BEGIN

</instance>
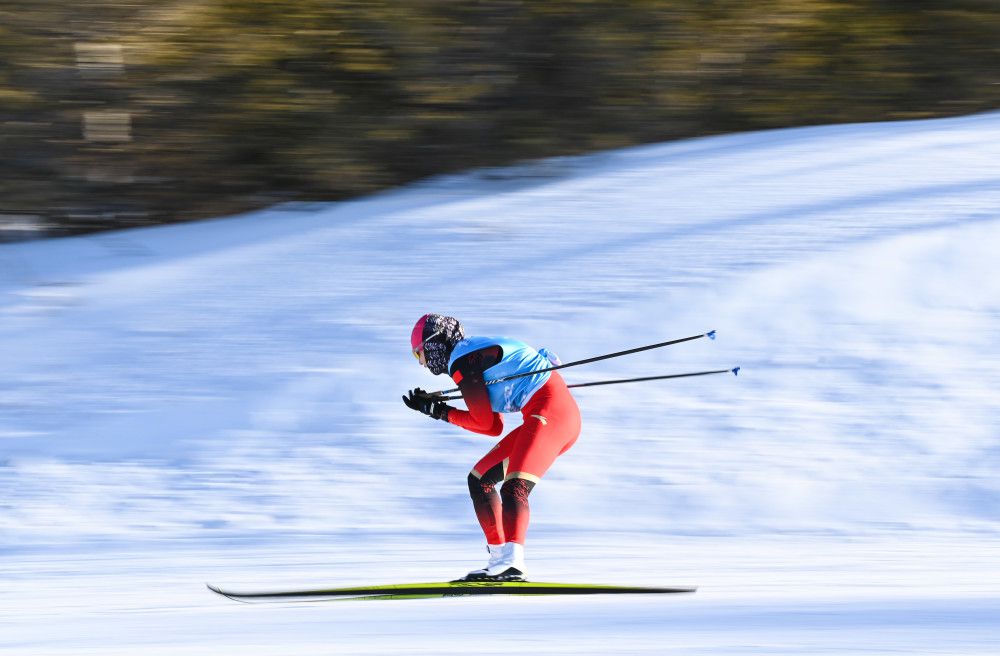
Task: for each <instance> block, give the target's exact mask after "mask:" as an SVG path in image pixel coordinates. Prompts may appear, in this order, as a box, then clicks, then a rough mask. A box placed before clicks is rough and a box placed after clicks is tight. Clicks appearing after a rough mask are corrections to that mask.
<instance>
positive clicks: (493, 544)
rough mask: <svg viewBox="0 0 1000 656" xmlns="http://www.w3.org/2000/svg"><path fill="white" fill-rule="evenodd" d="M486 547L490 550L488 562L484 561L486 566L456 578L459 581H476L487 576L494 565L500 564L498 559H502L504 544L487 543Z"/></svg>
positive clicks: (475, 569) (497, 564)
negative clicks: (464, 575)
mask: <svg viewBox="0 0 1000 656" xmlns="http://www.w3.org/2000/svg"><path fill="white" fill-rule="evenodd" d="M486 547H487V549H489V550H490V562H488V563H486V567H483V568H481V569H474V570H472V571H471V572H469V573H468V574H466V575H465V576H463V577H462V578H460V579H458V580H459V581H476V580H479V579H485V578H489V571H490V568H491V567H496V566H497V565H498V564H500V561H501V560H503V548H504V545H502V544H488V545H486Z"/></svg>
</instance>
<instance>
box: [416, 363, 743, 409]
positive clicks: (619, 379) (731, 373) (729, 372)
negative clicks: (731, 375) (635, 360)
mask: <svg viewBox="0 0 1000 656" xmlns="http://www.w3.org/2000/svg"><path fill="white" fill-rule="evenodd" d="M728 373H731V374H733V375H734V376H738V375H739V373H740V368H739V367H733V368H732V369H713V370H711V371H692V372H690V373H686V374H667V375H665V376H643V377H642V378H620V379H618V380H598V381H594V382H592V383H574V384H573V385H567V386H566V387H597V386H598V385H620V384H621V383H642V382H645V381H647V380H667V379H668V378H691V377H694V376H711V375H713V374H728ZM444 393H445V392H439V394H444ZM433 398H434V400H435V401H457V400H459V399H461V398H462V396H461V395H457V396H434V397H433Z"/></svg>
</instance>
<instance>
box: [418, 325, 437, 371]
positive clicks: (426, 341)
mask: <svg viewBox="0 0 1000 656" xmlns="http://www.w3.org/2000/svg"><path fill="white" fill-rule="evenodd" d="M443 332H444V328H442V329H441V330H439V331H437V332H436V333H434V334H433V335H431V336H430V337H428V338H427V339H425V340H424V341H422V342H420V344H419V345H417V348H415V349H413V357H415V358H416V359H417V362H419V363H420V364H421V365H426V364H427V361H426V360H425V359H424V345H425V344H426V343H427V342H429V341H431V340H432V339H434V338H435V337H437V336H438V335H440V334H441V333H443Z"/></svg>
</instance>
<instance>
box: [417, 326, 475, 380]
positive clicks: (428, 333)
mask: <svg viewBox="0 0 1000 656" xmlns="http://www.w3.org/2000/svg"><path fill="white" fill-rule="evenodd" d="M463 339H465V330H464V329H463V328H462V324H461V323H459V321H458V319H456V318H455V317H446V316H443V315H440V314H425V315H424V316H422V317H420V319H418V320H417V323H416V325H414V326H413V332H411V333H410V348H411V349H412V350H413V354H414V355H415V356H416V357H417V358H418V359H419V358H420V357H421V355H423V359H424V362H426V364H427V368H428V369H430V371H431V373H432V374H434V375H435V376H436V375H438V374H443V373H445V372H446V371H447V370H448V358H449V357H450V356H451V352H452V350H453V349H454V348H455V344H458V343H459V342H460V341H462V340H463Z"/></svg>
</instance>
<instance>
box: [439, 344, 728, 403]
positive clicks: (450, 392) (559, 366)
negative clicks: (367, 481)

END

Please state how many lines in the material above contain the string "negative", matching case exactly. Reply with the number only.

3